[Extraits de données de pointage]
..........
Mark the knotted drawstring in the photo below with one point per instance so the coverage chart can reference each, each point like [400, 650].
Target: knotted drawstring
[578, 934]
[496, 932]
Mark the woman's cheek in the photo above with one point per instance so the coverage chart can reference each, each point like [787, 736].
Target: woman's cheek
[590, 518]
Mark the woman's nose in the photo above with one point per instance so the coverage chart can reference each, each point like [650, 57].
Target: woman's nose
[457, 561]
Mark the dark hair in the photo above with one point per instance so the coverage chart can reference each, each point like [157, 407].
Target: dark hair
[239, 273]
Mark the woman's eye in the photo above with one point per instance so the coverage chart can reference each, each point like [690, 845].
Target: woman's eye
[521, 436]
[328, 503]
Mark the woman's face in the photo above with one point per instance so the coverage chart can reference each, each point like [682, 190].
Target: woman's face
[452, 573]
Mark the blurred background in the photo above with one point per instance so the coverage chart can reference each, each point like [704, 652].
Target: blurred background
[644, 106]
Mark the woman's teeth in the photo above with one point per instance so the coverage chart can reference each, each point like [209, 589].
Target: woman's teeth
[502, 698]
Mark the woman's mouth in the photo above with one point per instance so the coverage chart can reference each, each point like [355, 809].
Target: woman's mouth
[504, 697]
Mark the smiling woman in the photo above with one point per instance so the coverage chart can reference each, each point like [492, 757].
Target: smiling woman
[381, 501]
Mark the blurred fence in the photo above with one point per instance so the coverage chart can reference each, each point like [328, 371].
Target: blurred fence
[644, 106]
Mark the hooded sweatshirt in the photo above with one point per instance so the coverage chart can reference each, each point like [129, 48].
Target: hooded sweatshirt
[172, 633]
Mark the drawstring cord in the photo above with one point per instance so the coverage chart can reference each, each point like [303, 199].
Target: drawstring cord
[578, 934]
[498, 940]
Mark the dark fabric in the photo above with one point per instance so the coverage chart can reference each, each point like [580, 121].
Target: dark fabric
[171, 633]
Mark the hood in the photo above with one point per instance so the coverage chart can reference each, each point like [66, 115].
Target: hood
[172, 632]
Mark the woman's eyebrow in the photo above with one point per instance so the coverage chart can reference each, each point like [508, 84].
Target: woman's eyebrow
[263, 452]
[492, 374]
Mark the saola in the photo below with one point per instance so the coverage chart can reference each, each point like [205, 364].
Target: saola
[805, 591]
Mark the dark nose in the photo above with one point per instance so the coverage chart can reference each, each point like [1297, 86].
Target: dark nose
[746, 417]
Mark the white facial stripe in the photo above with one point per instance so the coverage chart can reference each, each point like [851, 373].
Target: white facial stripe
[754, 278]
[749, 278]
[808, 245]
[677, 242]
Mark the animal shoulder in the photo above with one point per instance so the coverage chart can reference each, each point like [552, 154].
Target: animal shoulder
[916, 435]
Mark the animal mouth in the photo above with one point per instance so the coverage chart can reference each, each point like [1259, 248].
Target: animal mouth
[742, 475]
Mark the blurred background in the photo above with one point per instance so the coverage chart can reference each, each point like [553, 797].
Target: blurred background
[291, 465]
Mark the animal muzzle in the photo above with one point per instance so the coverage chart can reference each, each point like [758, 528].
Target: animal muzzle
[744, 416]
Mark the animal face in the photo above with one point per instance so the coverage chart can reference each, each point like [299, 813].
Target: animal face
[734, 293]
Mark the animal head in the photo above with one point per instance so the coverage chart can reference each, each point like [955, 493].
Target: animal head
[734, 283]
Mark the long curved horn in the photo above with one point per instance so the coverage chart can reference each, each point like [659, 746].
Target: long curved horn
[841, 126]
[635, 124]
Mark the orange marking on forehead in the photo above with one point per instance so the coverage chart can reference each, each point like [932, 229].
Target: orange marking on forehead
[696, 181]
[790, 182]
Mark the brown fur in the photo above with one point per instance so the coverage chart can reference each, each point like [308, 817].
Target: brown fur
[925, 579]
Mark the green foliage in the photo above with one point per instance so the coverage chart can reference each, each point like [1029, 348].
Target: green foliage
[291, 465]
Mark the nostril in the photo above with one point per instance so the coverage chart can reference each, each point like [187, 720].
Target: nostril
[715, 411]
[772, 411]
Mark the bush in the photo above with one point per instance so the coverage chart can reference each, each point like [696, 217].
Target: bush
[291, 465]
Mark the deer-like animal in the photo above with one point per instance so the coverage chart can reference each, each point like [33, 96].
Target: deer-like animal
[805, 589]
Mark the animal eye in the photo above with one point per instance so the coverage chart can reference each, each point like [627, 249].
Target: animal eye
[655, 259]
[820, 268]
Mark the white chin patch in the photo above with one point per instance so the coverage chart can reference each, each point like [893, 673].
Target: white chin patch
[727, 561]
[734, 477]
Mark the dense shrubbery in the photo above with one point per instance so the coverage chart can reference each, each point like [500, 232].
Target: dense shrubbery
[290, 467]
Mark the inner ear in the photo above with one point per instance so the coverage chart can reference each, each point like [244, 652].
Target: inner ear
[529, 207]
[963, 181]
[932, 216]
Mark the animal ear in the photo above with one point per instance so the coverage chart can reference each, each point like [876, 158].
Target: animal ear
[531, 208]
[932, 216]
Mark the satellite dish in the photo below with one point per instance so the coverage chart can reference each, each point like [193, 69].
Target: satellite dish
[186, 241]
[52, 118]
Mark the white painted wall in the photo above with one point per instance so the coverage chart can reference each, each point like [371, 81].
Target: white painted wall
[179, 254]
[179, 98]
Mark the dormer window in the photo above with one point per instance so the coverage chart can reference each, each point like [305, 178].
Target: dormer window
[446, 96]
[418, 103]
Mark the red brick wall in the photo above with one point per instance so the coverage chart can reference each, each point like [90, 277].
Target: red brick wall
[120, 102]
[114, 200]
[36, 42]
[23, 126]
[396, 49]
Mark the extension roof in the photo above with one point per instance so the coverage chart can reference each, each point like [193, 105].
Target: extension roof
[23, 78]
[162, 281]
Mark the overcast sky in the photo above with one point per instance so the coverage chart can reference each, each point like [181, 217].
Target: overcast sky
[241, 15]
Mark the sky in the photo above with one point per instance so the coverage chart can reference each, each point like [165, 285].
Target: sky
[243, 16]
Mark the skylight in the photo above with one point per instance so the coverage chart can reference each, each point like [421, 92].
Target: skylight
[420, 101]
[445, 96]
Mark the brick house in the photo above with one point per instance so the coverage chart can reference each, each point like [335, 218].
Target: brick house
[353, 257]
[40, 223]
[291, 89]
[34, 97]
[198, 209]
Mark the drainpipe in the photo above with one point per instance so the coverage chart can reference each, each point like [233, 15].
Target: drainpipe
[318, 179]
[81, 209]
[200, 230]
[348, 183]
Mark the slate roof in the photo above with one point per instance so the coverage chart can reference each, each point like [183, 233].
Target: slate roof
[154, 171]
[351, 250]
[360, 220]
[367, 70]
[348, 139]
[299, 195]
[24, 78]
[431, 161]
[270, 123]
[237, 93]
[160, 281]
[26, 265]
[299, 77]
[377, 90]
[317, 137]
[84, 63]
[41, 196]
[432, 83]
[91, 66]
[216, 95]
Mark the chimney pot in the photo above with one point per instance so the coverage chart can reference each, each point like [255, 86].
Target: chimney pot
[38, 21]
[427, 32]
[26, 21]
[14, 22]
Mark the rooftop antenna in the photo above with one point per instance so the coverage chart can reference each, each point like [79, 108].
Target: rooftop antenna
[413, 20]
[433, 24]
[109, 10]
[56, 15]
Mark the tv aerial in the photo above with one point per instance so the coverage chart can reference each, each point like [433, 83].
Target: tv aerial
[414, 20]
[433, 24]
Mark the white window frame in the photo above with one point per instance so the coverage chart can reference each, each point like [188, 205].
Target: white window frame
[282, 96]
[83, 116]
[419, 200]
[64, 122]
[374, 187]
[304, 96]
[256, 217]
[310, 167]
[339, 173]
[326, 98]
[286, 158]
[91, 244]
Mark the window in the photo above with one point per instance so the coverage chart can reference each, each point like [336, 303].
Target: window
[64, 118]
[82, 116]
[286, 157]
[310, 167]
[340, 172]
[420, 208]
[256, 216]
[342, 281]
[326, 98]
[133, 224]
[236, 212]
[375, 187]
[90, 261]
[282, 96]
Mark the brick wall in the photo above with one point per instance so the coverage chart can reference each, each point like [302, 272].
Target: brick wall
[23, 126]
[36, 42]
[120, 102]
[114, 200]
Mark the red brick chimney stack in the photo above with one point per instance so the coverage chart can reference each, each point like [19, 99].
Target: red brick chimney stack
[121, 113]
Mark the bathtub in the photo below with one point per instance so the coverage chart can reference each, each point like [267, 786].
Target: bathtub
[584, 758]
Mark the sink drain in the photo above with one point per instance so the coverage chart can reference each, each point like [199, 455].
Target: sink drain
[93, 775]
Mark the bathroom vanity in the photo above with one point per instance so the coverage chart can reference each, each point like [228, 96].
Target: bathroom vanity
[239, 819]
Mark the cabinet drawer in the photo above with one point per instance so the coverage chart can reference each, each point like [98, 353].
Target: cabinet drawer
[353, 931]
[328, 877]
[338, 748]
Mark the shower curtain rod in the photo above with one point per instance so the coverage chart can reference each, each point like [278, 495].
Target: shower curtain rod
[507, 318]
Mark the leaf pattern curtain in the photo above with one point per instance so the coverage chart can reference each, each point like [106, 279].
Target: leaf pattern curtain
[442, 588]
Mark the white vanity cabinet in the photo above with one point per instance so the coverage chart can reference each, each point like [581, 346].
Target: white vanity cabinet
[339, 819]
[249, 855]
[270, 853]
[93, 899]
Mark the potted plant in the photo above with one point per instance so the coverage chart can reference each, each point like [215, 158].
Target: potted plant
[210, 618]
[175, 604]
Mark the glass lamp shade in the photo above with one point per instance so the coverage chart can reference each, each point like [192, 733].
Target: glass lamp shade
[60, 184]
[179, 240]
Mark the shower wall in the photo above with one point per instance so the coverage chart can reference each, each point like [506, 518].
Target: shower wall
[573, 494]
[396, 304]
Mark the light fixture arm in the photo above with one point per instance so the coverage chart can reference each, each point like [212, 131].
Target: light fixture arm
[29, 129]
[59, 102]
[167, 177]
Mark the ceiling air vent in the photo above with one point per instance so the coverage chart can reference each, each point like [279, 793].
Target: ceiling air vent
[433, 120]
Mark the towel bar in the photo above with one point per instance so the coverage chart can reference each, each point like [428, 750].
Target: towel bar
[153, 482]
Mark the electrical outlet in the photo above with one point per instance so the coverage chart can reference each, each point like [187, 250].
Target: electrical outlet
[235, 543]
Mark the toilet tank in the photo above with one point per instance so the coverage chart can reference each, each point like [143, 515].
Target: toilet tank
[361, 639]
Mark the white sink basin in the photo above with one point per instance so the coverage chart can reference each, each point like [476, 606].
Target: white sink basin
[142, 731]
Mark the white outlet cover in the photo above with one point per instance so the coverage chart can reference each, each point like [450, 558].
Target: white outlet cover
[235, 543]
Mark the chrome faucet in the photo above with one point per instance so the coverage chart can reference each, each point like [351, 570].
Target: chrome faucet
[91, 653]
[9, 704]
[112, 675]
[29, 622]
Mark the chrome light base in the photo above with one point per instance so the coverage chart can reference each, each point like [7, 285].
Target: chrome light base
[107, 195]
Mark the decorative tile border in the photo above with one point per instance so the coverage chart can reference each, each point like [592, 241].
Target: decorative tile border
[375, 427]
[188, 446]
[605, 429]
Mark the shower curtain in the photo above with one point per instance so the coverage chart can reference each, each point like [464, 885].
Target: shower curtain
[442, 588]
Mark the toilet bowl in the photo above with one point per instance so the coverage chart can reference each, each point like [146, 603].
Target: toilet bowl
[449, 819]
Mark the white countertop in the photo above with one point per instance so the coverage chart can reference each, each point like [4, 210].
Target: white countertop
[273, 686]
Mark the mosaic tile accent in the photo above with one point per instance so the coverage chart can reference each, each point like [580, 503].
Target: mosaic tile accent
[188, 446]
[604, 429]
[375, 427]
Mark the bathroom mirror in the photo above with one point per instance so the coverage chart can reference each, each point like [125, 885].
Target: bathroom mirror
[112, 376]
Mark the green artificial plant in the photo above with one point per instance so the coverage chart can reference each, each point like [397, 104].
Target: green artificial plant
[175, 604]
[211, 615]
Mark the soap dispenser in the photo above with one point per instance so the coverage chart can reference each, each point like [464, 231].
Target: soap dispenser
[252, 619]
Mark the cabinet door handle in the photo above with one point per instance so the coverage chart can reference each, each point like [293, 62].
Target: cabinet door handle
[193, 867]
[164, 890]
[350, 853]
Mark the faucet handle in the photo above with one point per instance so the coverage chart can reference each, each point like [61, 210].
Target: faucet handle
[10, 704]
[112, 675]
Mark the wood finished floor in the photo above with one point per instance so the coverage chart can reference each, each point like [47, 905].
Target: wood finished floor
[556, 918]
..........
[DÉFI]
Recopiez à l'identique tout ce qui va de la ligne contenant « Mark the bathroom mirror » jusqu'à la fin des items.

[CORRIGÉ]
Mark the bathroom mirror in the photo above with one point per instance so the coverage chart can reference each, each point like [125, 885].
Target: bathroom mirror
[112, 376]
Mark the green artificial plant in the photo above with one point per instance so the coverage chart can reference each, each point like [397, 104].
Target: green artificial plant
[175, 604]
[211, 615]
Mark the soap dispenser in the photo above with one point per instance so the coverage chart can reference each, each point like [464, 231].
Target: soap dispenser
[252, 619]
Mark the cabinet door handle in the photo above with one point per instance so the coverage chart can reference each, each point like [293, 62].
Target: cabinet door handle
[193, 867]
[164, 890]
[350, 853]
Mark the faucet handle in the photo above with one point per instance so the coverage chart can reference each, each point like [61, 210].
Target: faucet handle
[10, 704]
[112, 675]
Mark the wood finished floor in the photo above with one point per instance so the coverage chart can reference each, each point like [47, 905].
Target: wood finished floor
[556, 918]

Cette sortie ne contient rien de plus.